=== TÂCHES À RÉALISER ===
• A. Recopiez le passage du texte sur les candidatures des jeunes déficients visuels, de « Quand vient le » à « le recruteur ? ».
• B. Rédigez la suite du texte sur les candidatures des jeunes déficients visuels, en reprenant après sa dernière phrase.

=== TEXTE PRÉSENTÉ ===
+ + +

Quand vient le moment de postuler à des offres, un dilemme se pose aussi pour ces jeunes. Faut-il mentionner directement qu'on est déficient visuel ou attendre l'entretien pour avoir la chance d'en discuter avec le recruteur ?
Salomé se souvient d'une candidature pour un master dans laquelle elle avait mentionné son handicap directement sur son CV. "Avec une lettre de motivation pratiquement identique que mon amie - j'avais relu son dossier -, elle a été prise et pas moi", raconte-t-elle. Plus tard, "souhaitant se donner une chance", la jeune biologiste fait le pari inverse, en omettant de préciser son handicap dans le dossier. "J'ai été prise mais on m'a convoquée au préalable pour me reprocher de n'avoir rien dit".

+ + +

=== DONNÉES FOURNIES ===
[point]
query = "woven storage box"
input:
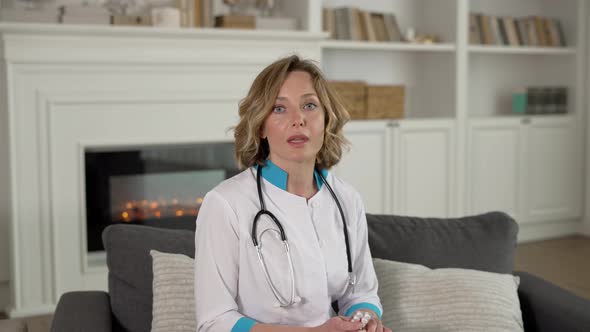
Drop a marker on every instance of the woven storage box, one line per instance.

+ + +

=== RÉPONSES ===
• A.
Quand vient le moment de postuler à des offres, un dilemme se pose aussi pour ces jeunes. Faut-il mentionner directement qu'on est déficient visuel ou attendre l'entretien pour avoir la chance d'en discuter avec le recruteur ?

• B.
Nombre de jeunes déficients visuels comme elle sont conscients du poids du mot, dès qu'ils l'emploient. "Dès qu'on mentionne le mot handicap, ça fait peur", affirme Farès, malvoyant. Le jeune homme de 26 ans, en service civique dans la communication, choisit systématiquement d'attendre la fin de l'entretien pour en parler.
Caroline, déficiente visuelle en classe de terminale, donne des cours particuliers. Elle préfère de son coté "rassurer" les parents dès la première rencontre. "Il y a des doutes pratiquement à chaque fois", regrette-t-elle.
Parler de ses aménagements
Coralie Goltrant, chargée de mission à l'association Actifs DV, conseille aux candidats de ne pas s'arrêter à la mention de la RQTH (Reconnaissance de la qualité de travailleur handicapé) sur le CV. "L'important est de mettre en avant les aménagements déjà mis en place, résume-t-elle. Il faut que le recruteur puisse comprendre comment le ou la jeune travaille, avec quels outils."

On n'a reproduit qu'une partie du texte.